Text provided>
Log off

I missed doing a blog update in September, but I did make a video demonstrating using an external source for secrets management. With a new better microphone, too, so the audio is less awful.

But now it’s October, and this update is all about getting logs off your device(s) and into some other system where you could index them or search them or do alerts or whatever else based on them. There were a few things I had in mind as goals for this work

it shouldn’t rely on a particular downstream service - so it’s not coupled to Graylog or ELK or Prometheus or even rsyslog
I’m not going to rewrite all the applications that Liminix devices use to make them produce “structured” logs: as Avery Pennarun said: “the debate about “events” vs “logs” was kind of moot. We didn’t control all the parts in our system, so telling us to forget logs and use only structured events doesn’t help. udhcpd produces messages the way it wants to produce messages, and that’s life. Sometimes the kernel panics and prints whatever it wants to print, and that’s life. Move on.”

Action item A> Sum up the blog update on Liminix logging in two sentences.
Action item B> Write the next part of the blog update on Liminix logging, starting after its last sentence.

(Stored entries)
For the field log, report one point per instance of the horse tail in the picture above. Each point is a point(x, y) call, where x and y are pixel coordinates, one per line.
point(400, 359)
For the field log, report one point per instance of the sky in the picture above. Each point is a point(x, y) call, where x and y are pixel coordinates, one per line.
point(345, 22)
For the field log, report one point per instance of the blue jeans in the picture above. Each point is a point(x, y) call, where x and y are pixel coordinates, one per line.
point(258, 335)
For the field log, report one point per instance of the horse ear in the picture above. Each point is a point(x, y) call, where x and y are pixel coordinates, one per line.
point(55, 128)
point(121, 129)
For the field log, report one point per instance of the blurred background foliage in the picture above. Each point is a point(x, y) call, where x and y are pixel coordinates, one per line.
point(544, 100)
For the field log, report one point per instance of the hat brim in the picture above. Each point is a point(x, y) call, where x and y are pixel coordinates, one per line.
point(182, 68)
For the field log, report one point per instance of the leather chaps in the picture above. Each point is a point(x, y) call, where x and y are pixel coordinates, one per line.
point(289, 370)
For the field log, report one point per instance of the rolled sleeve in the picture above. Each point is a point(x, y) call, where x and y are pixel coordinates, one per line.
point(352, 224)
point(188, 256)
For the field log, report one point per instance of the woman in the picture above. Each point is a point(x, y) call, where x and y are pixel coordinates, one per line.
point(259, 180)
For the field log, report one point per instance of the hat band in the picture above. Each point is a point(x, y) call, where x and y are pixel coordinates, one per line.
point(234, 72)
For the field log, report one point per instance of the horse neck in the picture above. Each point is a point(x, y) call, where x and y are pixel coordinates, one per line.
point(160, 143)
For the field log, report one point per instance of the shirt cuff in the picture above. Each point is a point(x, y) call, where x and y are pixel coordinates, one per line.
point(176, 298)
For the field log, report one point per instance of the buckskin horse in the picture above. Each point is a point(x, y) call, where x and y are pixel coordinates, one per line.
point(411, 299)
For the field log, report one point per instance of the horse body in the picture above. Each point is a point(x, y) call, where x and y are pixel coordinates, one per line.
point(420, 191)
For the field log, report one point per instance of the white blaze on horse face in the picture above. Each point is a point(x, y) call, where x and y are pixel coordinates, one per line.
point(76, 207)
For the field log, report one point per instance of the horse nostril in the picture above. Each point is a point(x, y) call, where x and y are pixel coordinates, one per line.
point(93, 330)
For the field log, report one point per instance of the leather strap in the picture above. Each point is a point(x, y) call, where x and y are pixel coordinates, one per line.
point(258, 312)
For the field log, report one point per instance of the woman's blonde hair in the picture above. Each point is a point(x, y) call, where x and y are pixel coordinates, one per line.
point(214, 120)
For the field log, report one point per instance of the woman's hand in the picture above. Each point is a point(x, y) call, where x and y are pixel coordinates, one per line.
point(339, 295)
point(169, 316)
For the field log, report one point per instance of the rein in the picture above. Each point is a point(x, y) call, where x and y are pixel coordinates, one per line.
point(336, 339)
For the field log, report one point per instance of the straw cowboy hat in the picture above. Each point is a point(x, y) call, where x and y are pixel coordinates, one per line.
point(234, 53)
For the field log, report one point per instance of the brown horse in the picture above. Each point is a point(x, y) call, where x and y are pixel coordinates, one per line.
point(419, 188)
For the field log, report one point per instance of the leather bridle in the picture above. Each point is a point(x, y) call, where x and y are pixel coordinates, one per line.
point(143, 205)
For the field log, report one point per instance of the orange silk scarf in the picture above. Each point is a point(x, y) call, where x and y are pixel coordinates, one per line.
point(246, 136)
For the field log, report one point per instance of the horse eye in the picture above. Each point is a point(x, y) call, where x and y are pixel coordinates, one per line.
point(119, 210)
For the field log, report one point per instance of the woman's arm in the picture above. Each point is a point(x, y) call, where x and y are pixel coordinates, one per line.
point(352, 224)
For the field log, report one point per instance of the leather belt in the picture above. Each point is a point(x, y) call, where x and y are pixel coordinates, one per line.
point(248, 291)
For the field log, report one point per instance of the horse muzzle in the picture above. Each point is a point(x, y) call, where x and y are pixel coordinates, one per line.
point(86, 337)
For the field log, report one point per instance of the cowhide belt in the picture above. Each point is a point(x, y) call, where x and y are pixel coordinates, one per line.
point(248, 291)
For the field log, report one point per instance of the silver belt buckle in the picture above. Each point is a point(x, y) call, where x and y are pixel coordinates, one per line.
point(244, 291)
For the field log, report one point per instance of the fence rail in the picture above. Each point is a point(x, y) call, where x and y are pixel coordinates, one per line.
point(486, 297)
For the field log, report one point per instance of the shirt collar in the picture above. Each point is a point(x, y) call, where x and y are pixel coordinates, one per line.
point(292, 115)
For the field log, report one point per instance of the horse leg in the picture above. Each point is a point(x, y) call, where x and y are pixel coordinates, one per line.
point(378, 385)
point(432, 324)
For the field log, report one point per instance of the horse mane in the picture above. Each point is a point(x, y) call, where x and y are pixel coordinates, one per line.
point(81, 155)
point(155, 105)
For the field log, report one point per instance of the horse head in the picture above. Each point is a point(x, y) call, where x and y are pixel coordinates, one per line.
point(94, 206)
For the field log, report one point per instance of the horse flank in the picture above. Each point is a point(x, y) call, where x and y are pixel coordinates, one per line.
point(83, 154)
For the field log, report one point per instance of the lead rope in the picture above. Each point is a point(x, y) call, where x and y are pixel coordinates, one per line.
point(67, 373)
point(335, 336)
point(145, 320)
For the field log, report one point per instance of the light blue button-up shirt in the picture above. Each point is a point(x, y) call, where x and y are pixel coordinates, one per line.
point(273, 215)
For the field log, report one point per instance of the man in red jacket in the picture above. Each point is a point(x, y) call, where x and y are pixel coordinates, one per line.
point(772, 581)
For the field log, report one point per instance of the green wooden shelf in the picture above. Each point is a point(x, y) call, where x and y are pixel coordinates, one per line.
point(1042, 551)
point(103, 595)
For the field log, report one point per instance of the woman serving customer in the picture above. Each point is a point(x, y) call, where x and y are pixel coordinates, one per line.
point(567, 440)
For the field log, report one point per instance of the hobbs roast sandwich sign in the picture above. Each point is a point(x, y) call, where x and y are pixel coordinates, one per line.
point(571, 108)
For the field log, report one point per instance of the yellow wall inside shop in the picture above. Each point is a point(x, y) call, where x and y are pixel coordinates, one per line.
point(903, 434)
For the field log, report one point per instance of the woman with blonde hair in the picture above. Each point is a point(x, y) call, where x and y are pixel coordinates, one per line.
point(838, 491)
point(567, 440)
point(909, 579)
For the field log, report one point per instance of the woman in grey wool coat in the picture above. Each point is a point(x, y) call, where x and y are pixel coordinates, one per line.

Task result A> The author missed a September blog update but made a video, with a better microphone, showing how to use an external source for secrets management. The October update is about getting logs off devices and into another system for indexing, searching or alerts, with the goals of not tying the work to any one downstream service and not rewriting Liminix applications to produce structured logs.

Task result B>
for the purposes of interactive diagnostics, I want to see the logs arrive on the log collator machine in more-or-less realtime instead of waiting for 60 seconds or 4MB or something
if the log collator service is unreachable, everything else should carry on working - i.e. the device will continue to write to /run/log/current (Side note: yes, I’ve changed the log location from /run/uncaught-logs to /run/log)

So how does it work? There are two parts:

If you set logging.shipping.enable = true, we insert a call to logtap in the pipeline that runs the default logger. This is a small program (with, I now notice, really weird indentation?) which copies its input to its output and also to a unix socket but only if there’s something listening on that socket.

Then if you set logging.shipping.service to a longrun of some kind, that service is run with its standard input connected to the said socket, and can do anything it likes to get the logs it’s receiving off the box and sent somewhere else.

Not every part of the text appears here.